Aufgabe 1 ->
Wann fand laut dem Textauszug über Maria Grazia Chiuri ihre erste Modeschau für Dior statt?
Aufgabe 2 ->
Prüfe, ob diese Aussagen zum Textauszug über Maria Grazia Chiuri stimmen, und belege jede mit einem wörtlichen Zitat: (a) Raf Simons kommt aus Belgien. (b) Offiziell trennte sich Dior von Raf Simons, weil er die Kontrolle über das ganze Image der Marke wollte. (c) Auf dem T-Shirt stand „We should all be feminists“.
Aufgabe 3 ->
Schreib den Textauszug über Maria Grazia Chiuri und ihre erste Dior-Schau nach seinem letzten Satz weiter.

Textauszug ->
Man muss mit dem T-Shirt anfangen. Erzählt man von der Designerin Maria Grazia Chiuri und ihrem Aufstieg in der Welt der Mode, kommt man um seine Geschichte nicht herum. Es war das Model Nummer 18, das an diesem 30. September 2016 in ihm über den Pariser Laufsteg stakste. Wer in der Mode etwas gelten will, saß auf einer der Bänke, die man in den Garten des Musée Rodin gestellt hatte. Schließlich war es die erste Modeschau Chiuris für Dior, eine Marke, die der Inbegriff von Weiblichkeit ist – und von absolutem Luxus.

T-Shirts sind in dieser Welt nicht vorgesehen. "Dior ist keine T-Shirt-Marke", hatte Sidney Toledano, der mächtige CEO der Marke, einige Wochen vorher der gerade eben engagierten Designerin gesagt. Von deren Vorgänger, dem Belgier Raf Simons, hatte man sich nach nur einigen Saisonen überraschend getrennt. Arbeitsüberlastung hieß der offizielle Grund. Der Designer wollte die Kontrolle über das gesamte Image der Marke, der inoffizielle.

Dior-Chefdesignerin Maria Grazia Chiuri begutachtet eine Kreation aus ihrer aktuellen Frühjahrskollektion.
Foto: Dior / Sophie Carre

Überredungskunst

Dazu muss man wissen, dass Dior so etwas wie ein französisches Nationalheiligtum ist. Wer immer an der Spitze des in den Nachkriegsjahren von einem der letzten Päpste der Mode, von Christian Dior, gegründeten Marke steht, hat es nicht nur mit einem überaus profitablen Milliardenunternehmen zu tun, sondern auch mit einem Stück französischer Identität. Ein unbedachter Schachzug und Profite und Image sind in Gefahr.

Raf Simons wollte mehr Handlungsspielraum – den er nicht bekam.

Und jetzt war da eine Modemacherin, die mit einem T-Shirt ins Rennen gehen wollte. Einem, auf dem zudem in großen Lettern prangte: "We should all be feminists".

Dazu sollte man noch eine zweite Sache wissen: Die Welt des Luxus ist nicht nur eine, in der man über so schnöde Kleidungsstücke wie ein T-Shirt die Nase rümpft, sondern auch eine, in der man nichts von Politik hören will. Man verkauft seine überteuerte Mode nämlich nicht nur an die feinen Damen im achten Pariser Arrondissement oder auf der New Yorker Upper East Side, sondern auch an saudische Prinzessinnen oder gelangweilte Gattinnen von zentralasiatischen Diktatoren.

"Es war ganz schön schwer, Sidney Toledano zu überreden, dieses T-Shirt herstellen zu lassen", bekannte Maria Grazia Chiuri nach ihrer Einstandsmodeschau. Vor den Augen der vielen modischen Scharfrichter hatte sie federleichte Tüllröcke mit applizierten Bienen gezeigt, strenge Lederkleider oder mit dem Namenszug der Marke versehene Bustiers. Die Berichte über die Show dominierte aber ein Kleidungsstück, jenes das von Model Nummer 18 getragen wurde.

Bereitgestellte Daten ->
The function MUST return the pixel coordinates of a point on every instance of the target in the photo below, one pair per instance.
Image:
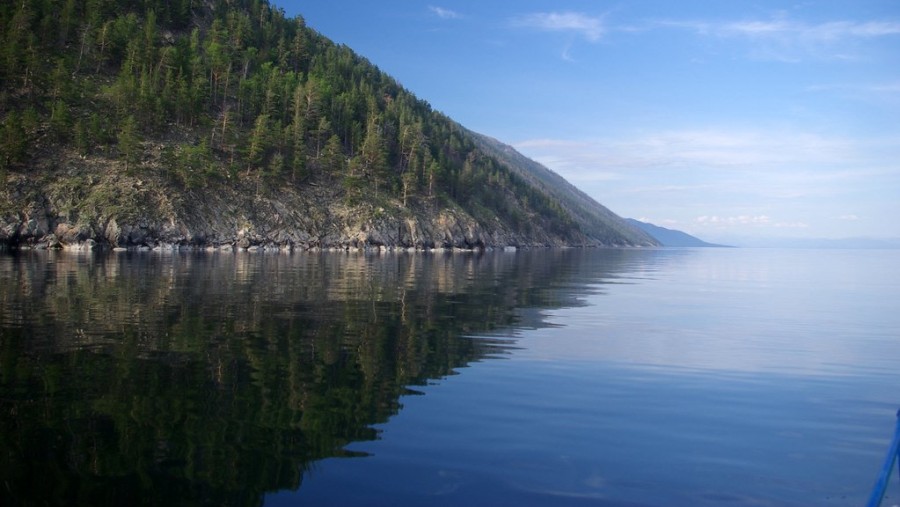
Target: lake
(638, 377)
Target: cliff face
(226, 124)
(94, 204)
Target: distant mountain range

Richtige Antwort 1 ->
Am 30. September 2016.

Richtige Antwort 2 ->
(a) Ja: „dem Belgier Raf Simons“
(b) Nein: „Arbeitsüberlastung hieß der offizielle Grund.“
(c) Ja: „Einem, auf dem zudem in großen Lettern prangte: "We should all be feminists".“

Richtige Antwort 3 ->
"We shold all be feminists" – Es bedurfte einiger Überredungskunst, dieses T-Shirt herstellen zu lassen.
Foto: apa/afp/guillot

Erfinderin der It-Bag

Auch heute noch, drei Prêt-à-porter-, zwei Couture- und eine Cruise-Kollektion später, ist das "We should all be feminists"-T-Shirt jenes Kleidungsstück, mit dem man Chiuri ganz automatisch verbindet. Sicher, da war die berühmte Baguette-Tasche, die sie 1989 mit ihrem Designpartner Pierpaolo Piccioli bei Fendi entwarf und die als die erste It-Bag der Modegeschichte gilt, da sind die mit Nieten übersäten Rockstud-Schuhe und -Taschen, mit denen die beiden als Chefdesigner bei Valentino die Finanzen des Hauses sanierten, da sind tausende Accessoires und Kleidungsstücke mehr – solche Wellen wie das Feminismus-T-Shirt hat jedoch keines von ihnen geschlagen.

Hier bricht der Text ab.